**Recorded information**.
════════════════════

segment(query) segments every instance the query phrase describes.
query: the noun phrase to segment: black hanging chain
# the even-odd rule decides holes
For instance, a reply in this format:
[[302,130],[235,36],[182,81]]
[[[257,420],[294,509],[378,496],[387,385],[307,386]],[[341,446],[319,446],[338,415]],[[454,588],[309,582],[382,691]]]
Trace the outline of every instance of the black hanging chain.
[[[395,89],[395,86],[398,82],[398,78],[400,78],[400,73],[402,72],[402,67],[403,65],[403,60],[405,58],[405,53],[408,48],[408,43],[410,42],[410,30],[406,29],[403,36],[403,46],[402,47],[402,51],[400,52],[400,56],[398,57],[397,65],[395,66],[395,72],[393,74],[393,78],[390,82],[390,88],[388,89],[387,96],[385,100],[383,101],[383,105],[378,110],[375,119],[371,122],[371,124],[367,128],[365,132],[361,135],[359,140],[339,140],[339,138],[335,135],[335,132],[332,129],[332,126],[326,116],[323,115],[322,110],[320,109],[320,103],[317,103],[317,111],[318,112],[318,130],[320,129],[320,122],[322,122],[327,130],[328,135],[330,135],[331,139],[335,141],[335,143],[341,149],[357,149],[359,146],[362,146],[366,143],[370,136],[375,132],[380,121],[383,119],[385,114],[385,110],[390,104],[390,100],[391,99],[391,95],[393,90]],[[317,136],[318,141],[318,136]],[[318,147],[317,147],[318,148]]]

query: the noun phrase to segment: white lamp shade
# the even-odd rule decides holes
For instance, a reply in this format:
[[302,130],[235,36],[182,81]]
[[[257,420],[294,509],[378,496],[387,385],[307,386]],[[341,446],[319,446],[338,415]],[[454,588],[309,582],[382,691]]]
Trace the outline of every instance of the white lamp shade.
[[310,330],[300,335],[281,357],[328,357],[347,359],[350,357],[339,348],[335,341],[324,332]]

════════════════════

**Work to complete**.
Format every line of the rows above as a JSON list of strings, one string per line, and leave out the blank lines.

**Complete output**.
[
  "segment(query) segments every instance the query phrase describes.",
  "query: the noun phrase to segment: black hanging chain",
  "# the even-odd rule decides holes",
  "For instance, a reply in this format:",
  "[[302,130],[235,36],[182,81]]",
  "[[[257,420],[294,509],[378,496],[387,385],[307,386]],[[341,446],[319,446],[338,415]],[[454,588],[309,582],[382,691]]]",
  "Trace the outline of every instance of the black hanging chain.",
  "[[[395,89],[395,86],[398,82],[398,78],[400,78],[400,73],[402,72],[402,67],[403,65],[403,60],[405,58],[405,53],[408,48],[408,43],[410,42],[410,30],[406,29],[403,36],[403,46],[402,47],[402,51],[400,52],[400,56],[398,57],[397,65],[395,66],[395,72],[393,74],[393,78],[390,82],[390,88],[388,89],[387,96],[385,100],[383,101],[383,105],[378,110],[375,119],[371,122],[371,124],[367,128],[365,132],[361,135],[359,140],[339,140],[339,138],[335,135],[335,132],[332,129],[332,126],[326,116],[323,115],[322,110],[320,109],[320,103],[317,103],[317,111],[318,112],[318,130],[320,129],[320,122],[322,122],[327,130],[328,135],[330,135],[331,139],[335,141],[335,143],[341,149],[357,149],[359,146],[362,146],[366,143],[370,136],[375,132],[380,121],[383,119],[385,114],[385,110],[390,104],[390,100],[391,99],[391,95],[393,90]],[[317,136],[318,141],[318,136]],[[318,147],[317,147],[318,148]]]",
  "query: the noun phrase to segment: white lamp shade",
  "# the even-odd rule decides holes",
  "For instance, a reply in this format:",
  "[[302,130],[235,36],[182,81]]",
  "[[[257,420],[294,509],[378,496],[387,385],[307,386]],[[341,446],[319,446],[338,415]],[[454,588],[309,582],[382,691]]]",
  "Trace the outline of every instance of the white lamp shade.",
  "[[310,330],[300,335],[281,357],[328,357],[347,359],[350,357],[339,348],[335,341],[324,332]]"
]